Raw records

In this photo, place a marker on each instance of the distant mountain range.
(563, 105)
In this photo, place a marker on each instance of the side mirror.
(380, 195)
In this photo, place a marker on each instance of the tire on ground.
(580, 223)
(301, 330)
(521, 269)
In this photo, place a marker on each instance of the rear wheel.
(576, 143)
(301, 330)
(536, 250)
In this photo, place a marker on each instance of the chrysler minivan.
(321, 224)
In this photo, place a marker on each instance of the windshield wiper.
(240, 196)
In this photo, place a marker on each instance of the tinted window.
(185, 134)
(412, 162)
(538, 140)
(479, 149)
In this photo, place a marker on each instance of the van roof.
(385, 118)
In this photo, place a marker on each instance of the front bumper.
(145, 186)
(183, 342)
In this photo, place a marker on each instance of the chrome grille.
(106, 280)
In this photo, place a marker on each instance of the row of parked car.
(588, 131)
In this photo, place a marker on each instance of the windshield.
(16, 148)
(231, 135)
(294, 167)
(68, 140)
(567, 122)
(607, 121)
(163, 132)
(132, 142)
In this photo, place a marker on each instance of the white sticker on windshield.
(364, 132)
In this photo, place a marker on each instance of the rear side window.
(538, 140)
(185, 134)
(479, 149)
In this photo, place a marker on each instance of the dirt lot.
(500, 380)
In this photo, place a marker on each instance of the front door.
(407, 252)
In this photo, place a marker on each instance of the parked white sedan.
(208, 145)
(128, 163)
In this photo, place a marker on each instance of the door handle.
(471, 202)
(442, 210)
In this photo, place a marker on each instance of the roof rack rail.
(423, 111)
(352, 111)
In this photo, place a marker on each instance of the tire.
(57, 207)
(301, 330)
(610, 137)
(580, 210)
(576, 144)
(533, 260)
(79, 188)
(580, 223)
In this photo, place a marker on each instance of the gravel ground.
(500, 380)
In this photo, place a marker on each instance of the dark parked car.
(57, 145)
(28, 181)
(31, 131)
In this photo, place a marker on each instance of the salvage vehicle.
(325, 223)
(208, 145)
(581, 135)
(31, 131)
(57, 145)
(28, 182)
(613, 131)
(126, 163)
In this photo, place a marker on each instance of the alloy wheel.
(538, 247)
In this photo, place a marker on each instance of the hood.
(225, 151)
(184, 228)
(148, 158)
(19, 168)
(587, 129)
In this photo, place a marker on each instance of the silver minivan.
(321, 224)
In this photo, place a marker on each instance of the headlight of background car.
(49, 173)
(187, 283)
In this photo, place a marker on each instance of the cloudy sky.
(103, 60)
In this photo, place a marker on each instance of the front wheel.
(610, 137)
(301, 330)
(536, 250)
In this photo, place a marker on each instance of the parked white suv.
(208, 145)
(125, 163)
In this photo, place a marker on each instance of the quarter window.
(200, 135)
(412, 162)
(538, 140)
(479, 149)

■ Directions for this task ■
Extract all of the data shown above and repeat it verbatim.

■ Written answer ■
In this photo, place a marker on each instance of the distant mountain range.
(563, 105)
In this photo, place a marker on each instance of the side mirror.
(380, 195)
In this photo, place a marker on each instance of the tire on ground.
(580, 223)
(301, 330)
(521, 269)
In this photo, place a marker on each instance of the rear wheel.
(576, 143)
(301, 330)
(536, 250)
In this photo, place a marker on each instance of the chrysler minivan.
(321, 224)
In this photo, place a marker on each instance of the windshield wiper.
(240, 196)
In this photo, place a marker on each instance of the tinted window.
(185, 134)
(412, 162)
(538, 140)
(479, 149)
In this photo, place a marker on each instance of the van roof.
(385, 118)
In this photo, place a marker on each instance of the front bumper.
(145, 186)
(183, 342)
In this photo, place a marker on each instance of the chrome grille.
(106, 280)
In this photo, place a marker on each instance of the row of parked car.
(588, 131)
In this photo, place a marker on each instance of the windshield.
(16, 148)
(231, 135)
(294, 167)
(68, 140)
(567, 122)
(607, 121)
(163, 132)
(132, 142)
In this photo, place a marker on each instance of the white sticker on windshield.
(364, 132)
In this photo, place a marker on each instance of the rear side window.
(538, 140)
(185, 134)
(479, 149)
In this photo, place a marker on each instance of the dirt lot.
(500, 380)
In this photo, place a marker on each instance of the front door.
(407, 252)
In this photo, place a marker on each instance of the parked white sedan.
(208, 145)
(128, 163)
In this photo, place a marker on each instance of the door handle.
(471, 202)
(442, 210)
In this photo, place a marker on each instance of the roof rack rail.
(423, 111)
(352, 111)
In this photo, place a marker on each instance of the tire.
(57, 207)
(301, 330)
(610, 137)
(580, 210)
(576, 144)
(533, 260)
(79, 188)
(580, 223)
In this photo, place a marker on each instance of the gravel ground.
(500, 380)
In this photo, place a marker on each instance of the dark parked car.
(57, 145)
(28, 181)
(31, 131)
In this photo, place a marker on each instance of the salvage vehicle.
(325, 223)
(208, 145)
(581, 135)
(31, 131)
(57, 145)
(28, 182)
(613, 131)
(126, 163)
In this photo, place a marker on each instance of the alloy wheel.
(538, 247)
In this photo, place a marker on each instance of the hood.
(225, 151)
(184, 228)
(148, 158)
(19, 168)
(587, 129)
In this photo, place a marker on each instance of the silver minivan.
(321, 224)
In this photo, place a marker on each instance of the headlight of background car.
(49, 173)
(187, 283)
In this photo, place a marker on each instance of the cloudy sky.
(103, 60)
In this photo, place a marker on each instance of the front wheel.
(610, 137)
(301, 330)
(536, 250)
In this photo, place a marker on each instance of the parked white suv.
(208, 145)
(125, 163)
In this photo, place a marker on each instance of the quarter window.
(200, 135)
(412, 162)
(538, 140)
(479, 149)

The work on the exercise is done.